**PROBLEM STATEMENT:**
Each record is to be printed exactly as given, down to the last mark.

**DATA LISTING:**
───

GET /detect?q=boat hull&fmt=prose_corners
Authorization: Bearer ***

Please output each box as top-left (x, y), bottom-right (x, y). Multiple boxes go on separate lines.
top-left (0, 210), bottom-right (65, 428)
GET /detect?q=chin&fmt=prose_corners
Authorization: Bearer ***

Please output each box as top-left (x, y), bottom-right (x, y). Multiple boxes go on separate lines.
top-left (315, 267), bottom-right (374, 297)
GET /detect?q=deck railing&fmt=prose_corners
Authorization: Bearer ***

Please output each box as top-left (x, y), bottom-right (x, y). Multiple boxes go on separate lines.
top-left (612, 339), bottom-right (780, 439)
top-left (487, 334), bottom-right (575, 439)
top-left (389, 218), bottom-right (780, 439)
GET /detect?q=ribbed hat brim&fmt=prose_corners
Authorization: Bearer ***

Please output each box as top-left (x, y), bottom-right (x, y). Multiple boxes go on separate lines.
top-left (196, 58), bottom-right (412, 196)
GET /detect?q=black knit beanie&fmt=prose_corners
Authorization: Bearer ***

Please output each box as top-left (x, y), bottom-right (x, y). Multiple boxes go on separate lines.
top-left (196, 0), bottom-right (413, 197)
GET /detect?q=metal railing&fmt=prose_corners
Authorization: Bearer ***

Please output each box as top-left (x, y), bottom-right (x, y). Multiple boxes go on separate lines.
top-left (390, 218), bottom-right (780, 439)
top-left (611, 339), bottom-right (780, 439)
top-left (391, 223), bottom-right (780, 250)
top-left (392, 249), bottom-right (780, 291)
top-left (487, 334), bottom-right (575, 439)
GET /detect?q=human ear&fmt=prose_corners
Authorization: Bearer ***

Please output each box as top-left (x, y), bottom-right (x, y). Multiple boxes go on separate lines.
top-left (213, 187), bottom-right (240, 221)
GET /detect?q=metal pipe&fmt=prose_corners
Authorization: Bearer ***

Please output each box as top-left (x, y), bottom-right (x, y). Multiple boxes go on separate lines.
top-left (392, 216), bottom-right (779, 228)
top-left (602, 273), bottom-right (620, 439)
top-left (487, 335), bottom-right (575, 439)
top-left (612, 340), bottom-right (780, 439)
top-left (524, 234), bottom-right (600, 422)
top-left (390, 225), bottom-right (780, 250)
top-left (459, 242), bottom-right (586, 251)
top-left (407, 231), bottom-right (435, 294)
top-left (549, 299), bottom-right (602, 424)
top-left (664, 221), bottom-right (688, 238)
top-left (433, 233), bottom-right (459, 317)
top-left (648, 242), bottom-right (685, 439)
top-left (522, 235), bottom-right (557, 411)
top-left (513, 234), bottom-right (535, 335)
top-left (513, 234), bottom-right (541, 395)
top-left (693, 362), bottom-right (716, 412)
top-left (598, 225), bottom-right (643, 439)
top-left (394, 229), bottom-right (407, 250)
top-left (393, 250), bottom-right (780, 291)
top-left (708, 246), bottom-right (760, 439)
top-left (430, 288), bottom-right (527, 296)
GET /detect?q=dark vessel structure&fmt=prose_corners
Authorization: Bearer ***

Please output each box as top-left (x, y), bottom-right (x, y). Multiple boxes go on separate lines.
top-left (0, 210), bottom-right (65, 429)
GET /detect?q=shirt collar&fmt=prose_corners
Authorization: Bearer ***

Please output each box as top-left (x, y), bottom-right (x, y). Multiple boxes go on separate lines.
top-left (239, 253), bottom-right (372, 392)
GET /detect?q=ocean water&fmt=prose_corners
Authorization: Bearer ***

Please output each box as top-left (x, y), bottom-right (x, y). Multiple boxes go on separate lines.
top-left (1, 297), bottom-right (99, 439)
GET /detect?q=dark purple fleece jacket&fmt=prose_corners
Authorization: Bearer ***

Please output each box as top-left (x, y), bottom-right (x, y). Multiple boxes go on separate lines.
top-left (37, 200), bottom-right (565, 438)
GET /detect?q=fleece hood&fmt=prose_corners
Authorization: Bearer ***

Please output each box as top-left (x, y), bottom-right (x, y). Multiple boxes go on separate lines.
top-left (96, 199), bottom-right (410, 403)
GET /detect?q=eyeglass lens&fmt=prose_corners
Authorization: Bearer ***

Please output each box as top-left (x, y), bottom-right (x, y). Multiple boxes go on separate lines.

───

**OUTPUT FOR THIS EXERCISE:**
GET /detect?q=boat hull&fmt=prose_corners
Authorization: Bearer ***

Please output each box as top-left (x, y), bottom-right (x, y). Multiple boxes go on separate lines.
top-left (0, 210), bottom-right (65, 428)
GET /detect?q=chin&fmt=prose_corners
Authorization: Bearer ***

Please output each box as top-left (x, y), bottom-right (x, y). Multiple boxes go on separate lines.
top-left (315, 267), bottom-right (374, 297)
GET /detect?q=deck railing&fmt=prose_corners
Authorization: Bearer ***

Please output each box as top-left (x, y), bottom-right (x, y). Multiple boxes go on separate lines.
top-left (612, 339), bottom-right (780, 439)
top-left (487, 334), bottom-right (575, 439)
top-left (389, 218), bottom-right (780, 439)
GET /detect?q=ribbed hat brim&fmt=prose_corners
Authorization: Bearer ***

Please output each box as top-left (x, y), bottom-right (x, y). Multiple boxes go on separate lines.
top-left (196, 58), bottom-right (412, 196)
GET /detect?q=black knit beanie&fmt=prose_corners
Authorization: Bearer ***

Please output each box as top-left (x, y), bottom-right (x, y). Multiple boxes go on separate lines.
top-left (196, 0), bottom-right (413, 197)
GET /detect?q=metal railing&fmt=prose_corners
Authorization: Bearer ***

Please output each box as top-left (x, y), bottom-right (x, y). Multiple boxes go on separate lines.
top-left (390, 218), bottom-right (780, 439)
top-left (611, 339), bottom-right (780, 439)
top-left (391, 223), bottom-right (780, 250)
top-left (392, 249), bottom-right (780, 291)
top-left (487, 334), bottom-right (575, 439)
GET /detect?q=human ear&fmt=prose_corners
Authorization: Bearer ***

Please output each box as top-left (x, y), bottom-right (x, y). Multiple boxes go on separate lines.
top-left (213, 187), bottom-right (240, 221)
GET /detect?q=metal pipe&fmt=prose_corners
Authorization: Bearer ***

Please output each box as top-left (x, y), bottom-right (x, y). Multiple boxes go on separate lines.
top-left (392, 216), bottom-right (779, 228)
top-left (602, 273), bottom-right (620, 439)
top-left (487, 335), bottom-right (575, 439)
top-left (612, 340), bottom-right (780, 439)
top-left (524, 234), bottom-right (600, 422)
top-left (390, 225), bottom-right (780, 250)
top-left (459, 242), bottom-right (586, 251)
top-left (407, 231), bottom-right (435, 294)
top-left (549, 299), bottom-right (602, 424)
top-left (664, 221), bottom-right (688, 238)
top-left (433, 233), bottom-right (459, 317)
top-left (648, 242), bottom-right (685, 439)
top-left (522, 235), bottom-right (557, 411)
top-left (513, 234), bottom-right (535, 335)
top-left (513, 234), bottom-right (541, 395)
top-left (693, 362), bottom-right (716, 412)
top-left (598, 225), bottom-right (643, 439)
top-left (394, 229), bottom-right (407, 250)
top-left (393, 250), bottom-right (780, 291)
top-left (708, 246), bottom-right (760, 439)
top-left (430, 288), bottom-right (527, 296)
GET /detect?q=dark vessel structure&fmt=prose_corners
Authorization: Bearer ***

Please output each box as top-left (x, y), bottom-right (x, y). Multiple boxes go on separate lines.
top-left (0, 210), bottom-right (65, 429)
GET /detect?q=shirt collar&fmt=prose_corners
Authorization: Bearer ***

Please output each box as top-left (x, y), bottom-right (x, y). Multiple boxes go on separate lines.
top-left (239, 253), bottom-right (372, 392)
GET /detect?q=ocean water&fmt=prose_corners
Authorization: Bearer ***

Please output each box as top-left (x, y), bottom-right (x, y). Multiple boxes go on separate lines.
top-left (1, 297), bottom-right (99, 439)
GET /detect?q=dark purple fleece jacket&fmt=prose_corners
Authorization: Bearer ***

Please output each box as top-left (x, y), bottom-right (x, y). Multiple boxes go on separate lines.
top-left (37, 200), bottom-right (565, 438)
GET /detect?q=fleece hood&fmt=prose_corners
Authorization: Bearer ***

Please output each box as top-left (x, y), bottom-right (x, y). Multiple boxes go on separate lines.
top-left (96, 199), bottom-right (410, 403)
GET /detect?q=eyeglass lens&fmt=prose_corners
Authorization: Bearer ***

Please output each box as top-left (x, y), bottom-right (x, y). Multiple boxes go on separate lines.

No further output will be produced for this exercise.